Prompt
Rewrite the data from its first line through the line containing "[[106,27],[79,39],[78,87],[123,71]]" as a numbered list, leaving out any blank lines.

Source records
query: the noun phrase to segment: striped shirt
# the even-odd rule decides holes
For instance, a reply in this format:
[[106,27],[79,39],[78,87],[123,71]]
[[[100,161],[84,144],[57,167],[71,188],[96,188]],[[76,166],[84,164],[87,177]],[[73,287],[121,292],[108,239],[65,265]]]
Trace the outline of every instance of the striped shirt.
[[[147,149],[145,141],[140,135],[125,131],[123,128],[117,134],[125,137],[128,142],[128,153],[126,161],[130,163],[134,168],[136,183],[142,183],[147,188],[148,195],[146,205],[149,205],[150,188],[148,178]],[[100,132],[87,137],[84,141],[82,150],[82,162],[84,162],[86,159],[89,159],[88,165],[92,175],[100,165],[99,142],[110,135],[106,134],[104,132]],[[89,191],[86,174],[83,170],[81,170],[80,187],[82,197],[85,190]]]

Result for this task
1. query: the noun phrase to segment: striped shirt
2. # the even-odd rule decides holes
3. For instance, a reply in this format:
4. [[106,27],[79,39],[78,87],[123,71]]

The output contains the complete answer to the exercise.